**Records for this exercise**:

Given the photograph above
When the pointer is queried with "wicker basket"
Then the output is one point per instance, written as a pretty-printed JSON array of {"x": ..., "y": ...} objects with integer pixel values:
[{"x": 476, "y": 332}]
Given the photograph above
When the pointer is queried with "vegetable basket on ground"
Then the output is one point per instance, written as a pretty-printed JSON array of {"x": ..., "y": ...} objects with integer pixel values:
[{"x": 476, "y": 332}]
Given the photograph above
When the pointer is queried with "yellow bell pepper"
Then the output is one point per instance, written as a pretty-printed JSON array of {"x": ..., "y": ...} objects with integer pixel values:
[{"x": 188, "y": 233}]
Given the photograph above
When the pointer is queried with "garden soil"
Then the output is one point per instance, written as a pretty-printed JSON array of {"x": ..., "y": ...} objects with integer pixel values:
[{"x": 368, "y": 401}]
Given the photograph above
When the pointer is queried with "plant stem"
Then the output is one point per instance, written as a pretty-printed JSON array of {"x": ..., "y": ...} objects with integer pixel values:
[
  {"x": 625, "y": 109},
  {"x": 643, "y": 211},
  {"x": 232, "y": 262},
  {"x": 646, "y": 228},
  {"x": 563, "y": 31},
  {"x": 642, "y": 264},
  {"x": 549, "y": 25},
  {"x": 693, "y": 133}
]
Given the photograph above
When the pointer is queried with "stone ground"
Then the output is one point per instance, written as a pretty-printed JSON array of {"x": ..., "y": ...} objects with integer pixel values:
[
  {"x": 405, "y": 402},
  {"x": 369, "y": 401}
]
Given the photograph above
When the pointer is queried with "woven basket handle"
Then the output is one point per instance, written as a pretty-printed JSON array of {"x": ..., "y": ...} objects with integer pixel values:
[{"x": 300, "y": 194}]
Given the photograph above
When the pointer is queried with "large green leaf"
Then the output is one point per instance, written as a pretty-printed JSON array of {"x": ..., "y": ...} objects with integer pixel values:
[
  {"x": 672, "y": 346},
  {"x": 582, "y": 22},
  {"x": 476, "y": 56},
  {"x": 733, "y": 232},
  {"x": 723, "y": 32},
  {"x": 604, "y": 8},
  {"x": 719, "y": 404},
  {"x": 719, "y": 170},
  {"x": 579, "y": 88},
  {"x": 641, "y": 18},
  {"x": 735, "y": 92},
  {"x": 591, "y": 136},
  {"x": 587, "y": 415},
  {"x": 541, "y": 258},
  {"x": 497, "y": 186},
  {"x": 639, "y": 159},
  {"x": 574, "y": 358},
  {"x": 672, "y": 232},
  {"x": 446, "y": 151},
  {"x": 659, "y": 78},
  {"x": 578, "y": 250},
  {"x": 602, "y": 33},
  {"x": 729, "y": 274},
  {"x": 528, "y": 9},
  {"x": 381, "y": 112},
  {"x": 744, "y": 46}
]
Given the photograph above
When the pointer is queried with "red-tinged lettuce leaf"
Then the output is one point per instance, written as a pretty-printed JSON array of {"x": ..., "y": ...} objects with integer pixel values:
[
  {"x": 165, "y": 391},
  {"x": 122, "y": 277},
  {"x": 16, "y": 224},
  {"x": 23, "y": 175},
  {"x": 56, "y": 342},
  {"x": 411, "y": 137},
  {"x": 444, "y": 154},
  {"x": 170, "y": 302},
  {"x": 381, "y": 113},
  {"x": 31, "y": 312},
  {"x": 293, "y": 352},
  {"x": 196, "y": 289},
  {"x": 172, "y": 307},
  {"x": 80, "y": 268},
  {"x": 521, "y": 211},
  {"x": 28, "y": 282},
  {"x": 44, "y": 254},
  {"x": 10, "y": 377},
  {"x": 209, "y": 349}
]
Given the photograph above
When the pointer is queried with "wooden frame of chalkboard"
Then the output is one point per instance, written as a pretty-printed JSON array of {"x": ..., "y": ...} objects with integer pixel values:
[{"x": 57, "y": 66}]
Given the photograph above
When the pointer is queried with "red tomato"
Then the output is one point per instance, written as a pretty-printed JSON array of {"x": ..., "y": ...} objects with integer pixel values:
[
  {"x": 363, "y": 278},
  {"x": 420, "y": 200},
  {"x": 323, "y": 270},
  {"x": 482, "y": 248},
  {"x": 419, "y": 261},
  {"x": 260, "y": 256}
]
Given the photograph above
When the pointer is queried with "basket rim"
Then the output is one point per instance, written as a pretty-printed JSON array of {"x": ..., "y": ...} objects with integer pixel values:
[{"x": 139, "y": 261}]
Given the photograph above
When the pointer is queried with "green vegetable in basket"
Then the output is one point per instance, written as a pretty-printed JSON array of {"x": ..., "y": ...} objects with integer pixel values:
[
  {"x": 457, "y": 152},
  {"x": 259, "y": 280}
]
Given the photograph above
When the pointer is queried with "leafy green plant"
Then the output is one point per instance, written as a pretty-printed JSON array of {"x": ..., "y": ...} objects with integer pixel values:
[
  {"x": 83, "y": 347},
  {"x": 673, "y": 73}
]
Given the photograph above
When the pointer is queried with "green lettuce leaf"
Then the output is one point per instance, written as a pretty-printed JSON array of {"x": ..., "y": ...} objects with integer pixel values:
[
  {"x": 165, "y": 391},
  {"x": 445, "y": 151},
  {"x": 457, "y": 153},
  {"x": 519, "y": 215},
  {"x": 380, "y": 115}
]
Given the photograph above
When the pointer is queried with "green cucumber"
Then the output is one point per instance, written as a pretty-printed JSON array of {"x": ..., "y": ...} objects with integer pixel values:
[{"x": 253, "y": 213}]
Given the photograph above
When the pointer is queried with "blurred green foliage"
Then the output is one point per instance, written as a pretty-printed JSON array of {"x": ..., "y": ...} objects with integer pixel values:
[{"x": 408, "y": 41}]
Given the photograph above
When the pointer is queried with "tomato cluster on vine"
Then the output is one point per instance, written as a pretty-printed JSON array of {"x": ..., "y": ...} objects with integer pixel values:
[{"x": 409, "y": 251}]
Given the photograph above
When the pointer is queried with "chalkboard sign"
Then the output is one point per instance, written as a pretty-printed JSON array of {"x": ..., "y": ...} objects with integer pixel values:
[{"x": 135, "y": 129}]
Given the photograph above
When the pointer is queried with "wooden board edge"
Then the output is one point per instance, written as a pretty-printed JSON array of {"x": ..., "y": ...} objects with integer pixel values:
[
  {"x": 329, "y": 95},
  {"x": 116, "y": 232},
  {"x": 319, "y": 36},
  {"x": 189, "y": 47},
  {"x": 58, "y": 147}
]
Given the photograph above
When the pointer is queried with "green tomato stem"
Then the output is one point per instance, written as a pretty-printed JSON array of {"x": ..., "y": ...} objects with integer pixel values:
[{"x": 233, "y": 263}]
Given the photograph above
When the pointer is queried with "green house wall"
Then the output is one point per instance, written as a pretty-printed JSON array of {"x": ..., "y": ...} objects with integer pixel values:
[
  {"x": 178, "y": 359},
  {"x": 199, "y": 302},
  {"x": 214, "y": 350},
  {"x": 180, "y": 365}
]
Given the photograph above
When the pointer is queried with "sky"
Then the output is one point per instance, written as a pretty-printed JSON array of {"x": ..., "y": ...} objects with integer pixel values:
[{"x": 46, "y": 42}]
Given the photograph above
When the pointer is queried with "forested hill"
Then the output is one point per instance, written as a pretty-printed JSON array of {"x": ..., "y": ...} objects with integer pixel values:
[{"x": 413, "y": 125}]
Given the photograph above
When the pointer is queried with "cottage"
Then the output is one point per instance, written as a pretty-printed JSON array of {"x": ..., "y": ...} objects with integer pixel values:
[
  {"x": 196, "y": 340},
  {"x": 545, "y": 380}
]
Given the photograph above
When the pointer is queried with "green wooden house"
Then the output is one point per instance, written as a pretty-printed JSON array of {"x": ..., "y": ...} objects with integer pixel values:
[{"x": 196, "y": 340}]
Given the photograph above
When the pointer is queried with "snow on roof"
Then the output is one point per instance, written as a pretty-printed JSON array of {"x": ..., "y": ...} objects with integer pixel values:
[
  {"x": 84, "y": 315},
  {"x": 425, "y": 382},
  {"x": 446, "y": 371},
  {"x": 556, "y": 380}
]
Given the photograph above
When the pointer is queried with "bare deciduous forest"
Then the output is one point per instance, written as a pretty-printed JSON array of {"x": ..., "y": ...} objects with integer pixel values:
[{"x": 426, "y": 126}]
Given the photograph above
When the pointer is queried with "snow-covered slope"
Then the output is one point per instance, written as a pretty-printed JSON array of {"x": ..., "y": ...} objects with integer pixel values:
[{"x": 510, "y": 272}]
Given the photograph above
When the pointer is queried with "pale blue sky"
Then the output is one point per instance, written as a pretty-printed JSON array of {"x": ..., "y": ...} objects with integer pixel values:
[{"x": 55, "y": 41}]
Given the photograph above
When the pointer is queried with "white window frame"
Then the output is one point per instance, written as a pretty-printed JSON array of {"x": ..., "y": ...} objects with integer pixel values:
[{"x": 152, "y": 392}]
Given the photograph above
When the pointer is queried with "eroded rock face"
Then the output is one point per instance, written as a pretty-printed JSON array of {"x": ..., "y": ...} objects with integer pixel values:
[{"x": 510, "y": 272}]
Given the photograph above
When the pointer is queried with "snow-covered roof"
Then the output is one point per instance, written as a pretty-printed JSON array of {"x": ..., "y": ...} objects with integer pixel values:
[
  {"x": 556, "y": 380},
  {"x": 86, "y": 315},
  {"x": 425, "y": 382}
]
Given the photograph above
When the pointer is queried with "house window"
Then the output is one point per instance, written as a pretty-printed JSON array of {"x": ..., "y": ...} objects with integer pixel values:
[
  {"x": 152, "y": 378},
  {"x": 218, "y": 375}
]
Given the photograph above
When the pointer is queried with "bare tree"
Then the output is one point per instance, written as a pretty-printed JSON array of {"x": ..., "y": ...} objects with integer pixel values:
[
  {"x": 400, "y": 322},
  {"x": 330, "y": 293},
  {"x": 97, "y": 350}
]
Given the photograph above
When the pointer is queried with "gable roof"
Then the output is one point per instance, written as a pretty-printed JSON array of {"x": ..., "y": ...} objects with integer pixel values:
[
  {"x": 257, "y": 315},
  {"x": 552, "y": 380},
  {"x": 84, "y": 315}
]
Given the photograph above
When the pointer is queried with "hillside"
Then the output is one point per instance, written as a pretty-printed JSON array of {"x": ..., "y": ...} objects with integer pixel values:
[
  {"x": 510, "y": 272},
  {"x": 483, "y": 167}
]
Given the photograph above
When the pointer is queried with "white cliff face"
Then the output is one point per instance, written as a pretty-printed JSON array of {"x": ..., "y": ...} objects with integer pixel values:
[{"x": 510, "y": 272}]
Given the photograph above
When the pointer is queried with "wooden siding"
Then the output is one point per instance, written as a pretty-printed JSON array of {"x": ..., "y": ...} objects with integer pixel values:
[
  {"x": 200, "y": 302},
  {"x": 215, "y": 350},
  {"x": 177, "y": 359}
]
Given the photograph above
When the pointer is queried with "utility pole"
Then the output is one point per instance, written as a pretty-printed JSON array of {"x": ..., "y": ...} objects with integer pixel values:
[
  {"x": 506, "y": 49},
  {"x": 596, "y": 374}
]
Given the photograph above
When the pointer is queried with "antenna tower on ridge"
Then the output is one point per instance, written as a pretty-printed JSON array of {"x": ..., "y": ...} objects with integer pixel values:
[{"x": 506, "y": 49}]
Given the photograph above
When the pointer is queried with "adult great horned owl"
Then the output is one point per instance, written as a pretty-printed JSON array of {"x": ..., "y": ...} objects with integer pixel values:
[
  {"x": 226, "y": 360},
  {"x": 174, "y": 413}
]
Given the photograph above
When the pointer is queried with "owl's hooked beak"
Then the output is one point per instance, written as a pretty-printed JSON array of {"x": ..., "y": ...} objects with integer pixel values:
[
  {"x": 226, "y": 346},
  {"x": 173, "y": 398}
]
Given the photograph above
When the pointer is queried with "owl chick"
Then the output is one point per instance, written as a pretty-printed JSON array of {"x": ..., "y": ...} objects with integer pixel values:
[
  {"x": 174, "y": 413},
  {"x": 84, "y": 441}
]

**Given request**:
Give back every line above that has the word "snow" in it, copied without changes.

**Response to this task**:
When the pointer is queried with "snow on roof"
When the pointer is queried with "snow-covered slope"
When the pointer is queried with "snow-covered roof"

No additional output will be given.